Exercise aim
Every line that contains the word "hanging" should be copied from the records below.

Source material
┌──

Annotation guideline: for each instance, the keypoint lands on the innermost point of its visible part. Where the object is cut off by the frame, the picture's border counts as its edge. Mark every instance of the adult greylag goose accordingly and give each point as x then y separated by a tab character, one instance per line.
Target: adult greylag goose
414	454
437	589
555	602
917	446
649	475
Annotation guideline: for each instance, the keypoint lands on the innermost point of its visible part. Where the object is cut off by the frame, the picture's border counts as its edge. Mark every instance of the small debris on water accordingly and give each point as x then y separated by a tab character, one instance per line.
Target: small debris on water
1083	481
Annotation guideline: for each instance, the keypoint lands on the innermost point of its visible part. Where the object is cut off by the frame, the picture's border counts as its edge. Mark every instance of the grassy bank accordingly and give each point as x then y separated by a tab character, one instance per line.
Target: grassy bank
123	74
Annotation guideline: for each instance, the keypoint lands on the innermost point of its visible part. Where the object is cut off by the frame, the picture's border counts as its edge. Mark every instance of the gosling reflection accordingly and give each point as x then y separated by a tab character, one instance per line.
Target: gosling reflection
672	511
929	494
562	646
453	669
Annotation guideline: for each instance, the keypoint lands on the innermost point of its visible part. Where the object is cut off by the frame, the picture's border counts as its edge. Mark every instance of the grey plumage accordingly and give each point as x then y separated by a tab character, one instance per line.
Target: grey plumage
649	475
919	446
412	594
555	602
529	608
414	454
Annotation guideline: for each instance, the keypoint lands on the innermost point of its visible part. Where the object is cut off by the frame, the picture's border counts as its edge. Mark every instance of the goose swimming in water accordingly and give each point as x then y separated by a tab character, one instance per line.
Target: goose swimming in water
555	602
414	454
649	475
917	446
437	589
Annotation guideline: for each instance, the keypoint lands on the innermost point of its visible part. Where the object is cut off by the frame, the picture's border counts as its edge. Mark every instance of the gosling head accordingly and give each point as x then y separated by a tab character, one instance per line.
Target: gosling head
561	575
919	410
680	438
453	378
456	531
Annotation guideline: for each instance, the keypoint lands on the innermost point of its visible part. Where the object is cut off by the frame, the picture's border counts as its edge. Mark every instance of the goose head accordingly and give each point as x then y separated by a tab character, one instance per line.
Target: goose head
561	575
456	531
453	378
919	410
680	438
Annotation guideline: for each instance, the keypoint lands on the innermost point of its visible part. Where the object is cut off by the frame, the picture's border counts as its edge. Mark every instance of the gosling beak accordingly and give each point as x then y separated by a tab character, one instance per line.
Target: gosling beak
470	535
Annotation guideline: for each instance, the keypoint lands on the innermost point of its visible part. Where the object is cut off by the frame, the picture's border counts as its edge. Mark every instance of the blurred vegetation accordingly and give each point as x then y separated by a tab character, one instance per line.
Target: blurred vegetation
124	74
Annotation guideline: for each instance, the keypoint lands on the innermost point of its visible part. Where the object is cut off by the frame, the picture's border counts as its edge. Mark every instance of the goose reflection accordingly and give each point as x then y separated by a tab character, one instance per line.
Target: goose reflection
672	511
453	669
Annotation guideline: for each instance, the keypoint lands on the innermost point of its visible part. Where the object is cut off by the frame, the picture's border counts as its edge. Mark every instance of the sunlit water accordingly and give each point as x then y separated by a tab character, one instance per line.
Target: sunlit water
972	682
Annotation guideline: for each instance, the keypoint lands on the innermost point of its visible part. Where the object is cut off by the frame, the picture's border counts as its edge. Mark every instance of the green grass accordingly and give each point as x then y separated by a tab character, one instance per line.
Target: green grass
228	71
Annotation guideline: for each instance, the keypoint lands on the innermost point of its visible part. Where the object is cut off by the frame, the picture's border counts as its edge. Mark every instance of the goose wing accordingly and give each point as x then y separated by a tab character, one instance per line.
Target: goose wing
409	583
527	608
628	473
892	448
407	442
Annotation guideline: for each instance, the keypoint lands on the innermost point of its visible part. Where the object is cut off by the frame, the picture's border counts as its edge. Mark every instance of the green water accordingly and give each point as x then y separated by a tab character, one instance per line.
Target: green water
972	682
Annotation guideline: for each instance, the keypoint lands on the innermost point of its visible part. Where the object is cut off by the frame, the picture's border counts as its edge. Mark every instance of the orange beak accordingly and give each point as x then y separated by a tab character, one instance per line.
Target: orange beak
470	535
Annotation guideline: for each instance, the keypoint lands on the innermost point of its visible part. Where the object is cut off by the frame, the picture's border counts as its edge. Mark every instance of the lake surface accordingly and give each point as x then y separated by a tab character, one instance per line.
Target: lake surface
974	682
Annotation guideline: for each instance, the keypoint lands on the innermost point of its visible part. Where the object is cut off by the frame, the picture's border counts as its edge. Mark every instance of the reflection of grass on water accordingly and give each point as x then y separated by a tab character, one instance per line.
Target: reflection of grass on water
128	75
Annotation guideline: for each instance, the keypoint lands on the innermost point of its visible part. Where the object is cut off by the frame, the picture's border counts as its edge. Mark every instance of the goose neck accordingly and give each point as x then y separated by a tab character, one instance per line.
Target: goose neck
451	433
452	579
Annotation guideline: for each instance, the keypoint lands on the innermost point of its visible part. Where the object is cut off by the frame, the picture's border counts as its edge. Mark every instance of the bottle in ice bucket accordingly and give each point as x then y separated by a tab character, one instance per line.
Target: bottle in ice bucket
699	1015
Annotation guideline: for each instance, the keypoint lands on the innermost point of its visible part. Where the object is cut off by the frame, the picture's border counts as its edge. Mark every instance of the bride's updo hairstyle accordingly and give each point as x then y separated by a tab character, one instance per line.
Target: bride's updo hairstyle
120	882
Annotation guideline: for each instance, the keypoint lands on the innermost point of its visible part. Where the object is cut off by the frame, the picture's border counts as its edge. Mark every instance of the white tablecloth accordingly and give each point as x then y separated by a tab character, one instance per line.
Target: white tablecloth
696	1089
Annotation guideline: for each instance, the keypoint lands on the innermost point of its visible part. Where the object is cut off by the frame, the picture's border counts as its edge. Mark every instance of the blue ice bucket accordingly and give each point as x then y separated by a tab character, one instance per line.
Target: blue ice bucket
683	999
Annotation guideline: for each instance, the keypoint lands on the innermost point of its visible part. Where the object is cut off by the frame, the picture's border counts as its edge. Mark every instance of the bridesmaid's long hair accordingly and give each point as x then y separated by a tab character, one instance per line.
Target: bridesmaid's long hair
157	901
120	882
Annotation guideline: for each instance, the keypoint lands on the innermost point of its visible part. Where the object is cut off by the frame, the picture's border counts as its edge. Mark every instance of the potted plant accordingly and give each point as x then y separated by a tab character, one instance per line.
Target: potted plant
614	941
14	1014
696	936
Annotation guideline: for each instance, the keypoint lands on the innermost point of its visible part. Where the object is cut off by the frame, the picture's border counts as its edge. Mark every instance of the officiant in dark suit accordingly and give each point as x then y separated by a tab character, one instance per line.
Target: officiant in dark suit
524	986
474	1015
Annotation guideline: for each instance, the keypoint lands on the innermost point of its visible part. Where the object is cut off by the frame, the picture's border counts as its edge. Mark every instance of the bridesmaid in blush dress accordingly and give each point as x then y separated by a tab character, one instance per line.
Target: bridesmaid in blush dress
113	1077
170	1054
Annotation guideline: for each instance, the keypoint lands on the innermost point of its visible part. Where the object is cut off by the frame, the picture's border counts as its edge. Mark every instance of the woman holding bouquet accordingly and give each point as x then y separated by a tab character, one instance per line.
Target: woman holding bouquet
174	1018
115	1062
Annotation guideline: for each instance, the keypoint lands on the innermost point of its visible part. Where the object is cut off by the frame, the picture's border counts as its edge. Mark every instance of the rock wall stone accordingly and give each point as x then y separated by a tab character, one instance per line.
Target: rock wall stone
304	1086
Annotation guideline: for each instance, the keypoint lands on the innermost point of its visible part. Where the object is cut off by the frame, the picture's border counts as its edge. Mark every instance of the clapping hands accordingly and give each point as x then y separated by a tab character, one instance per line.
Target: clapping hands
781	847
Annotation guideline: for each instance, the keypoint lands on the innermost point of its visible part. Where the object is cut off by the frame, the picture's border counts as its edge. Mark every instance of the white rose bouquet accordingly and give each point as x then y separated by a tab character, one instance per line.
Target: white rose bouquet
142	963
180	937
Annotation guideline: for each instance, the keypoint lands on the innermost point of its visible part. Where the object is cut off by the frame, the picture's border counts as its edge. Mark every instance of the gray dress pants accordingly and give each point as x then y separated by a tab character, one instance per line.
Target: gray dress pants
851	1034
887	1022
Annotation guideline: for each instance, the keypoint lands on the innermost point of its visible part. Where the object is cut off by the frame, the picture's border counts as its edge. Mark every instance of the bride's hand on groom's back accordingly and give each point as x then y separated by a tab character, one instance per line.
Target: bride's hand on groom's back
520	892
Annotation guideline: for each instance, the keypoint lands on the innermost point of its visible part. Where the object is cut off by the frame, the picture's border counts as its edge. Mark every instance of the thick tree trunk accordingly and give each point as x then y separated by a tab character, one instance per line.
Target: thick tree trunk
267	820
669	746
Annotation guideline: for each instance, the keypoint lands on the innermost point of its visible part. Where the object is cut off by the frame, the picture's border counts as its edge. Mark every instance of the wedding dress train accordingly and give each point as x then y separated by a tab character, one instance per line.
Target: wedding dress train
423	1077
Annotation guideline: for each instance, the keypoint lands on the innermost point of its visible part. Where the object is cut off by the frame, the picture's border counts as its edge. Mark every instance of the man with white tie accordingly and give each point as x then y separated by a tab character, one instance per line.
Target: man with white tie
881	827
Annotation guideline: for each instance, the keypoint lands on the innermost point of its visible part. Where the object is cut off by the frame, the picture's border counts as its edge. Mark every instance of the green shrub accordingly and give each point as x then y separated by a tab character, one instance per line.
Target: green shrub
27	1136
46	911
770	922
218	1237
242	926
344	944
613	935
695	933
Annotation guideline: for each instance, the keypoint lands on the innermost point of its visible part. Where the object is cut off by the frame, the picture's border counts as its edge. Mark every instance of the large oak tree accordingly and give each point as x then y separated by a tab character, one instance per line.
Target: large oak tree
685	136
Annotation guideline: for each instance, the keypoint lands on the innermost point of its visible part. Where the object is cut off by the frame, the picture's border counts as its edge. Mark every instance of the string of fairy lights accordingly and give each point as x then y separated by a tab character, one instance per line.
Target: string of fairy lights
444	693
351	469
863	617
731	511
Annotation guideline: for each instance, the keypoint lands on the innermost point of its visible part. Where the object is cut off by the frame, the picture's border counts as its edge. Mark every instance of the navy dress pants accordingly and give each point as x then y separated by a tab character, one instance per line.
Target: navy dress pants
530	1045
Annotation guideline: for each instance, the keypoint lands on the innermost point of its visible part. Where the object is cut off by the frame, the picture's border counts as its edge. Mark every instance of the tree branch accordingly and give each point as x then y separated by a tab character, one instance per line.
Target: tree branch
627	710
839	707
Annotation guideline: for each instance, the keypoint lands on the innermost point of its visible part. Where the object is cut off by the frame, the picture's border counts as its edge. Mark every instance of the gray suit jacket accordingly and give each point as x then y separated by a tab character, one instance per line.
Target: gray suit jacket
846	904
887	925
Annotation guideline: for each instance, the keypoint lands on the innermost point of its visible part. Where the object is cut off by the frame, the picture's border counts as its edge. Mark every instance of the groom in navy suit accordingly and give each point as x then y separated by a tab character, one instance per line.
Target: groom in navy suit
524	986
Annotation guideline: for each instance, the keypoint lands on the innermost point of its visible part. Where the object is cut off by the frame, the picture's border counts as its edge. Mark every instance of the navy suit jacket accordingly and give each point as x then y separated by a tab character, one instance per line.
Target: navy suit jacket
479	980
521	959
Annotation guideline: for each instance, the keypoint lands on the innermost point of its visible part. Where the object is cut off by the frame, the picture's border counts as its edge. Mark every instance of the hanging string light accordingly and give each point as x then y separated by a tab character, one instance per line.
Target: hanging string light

└──

Answer box
Annotation guideline: for each instance, the keypoint lands on the innermost point of its visible part. Where the object is cut off by the frame, the picture's border counts as its edge. Mark every instance of the hanging string light accordingly and give each point as x then y separated by a tab character, one instance per line.
Target: hanging string light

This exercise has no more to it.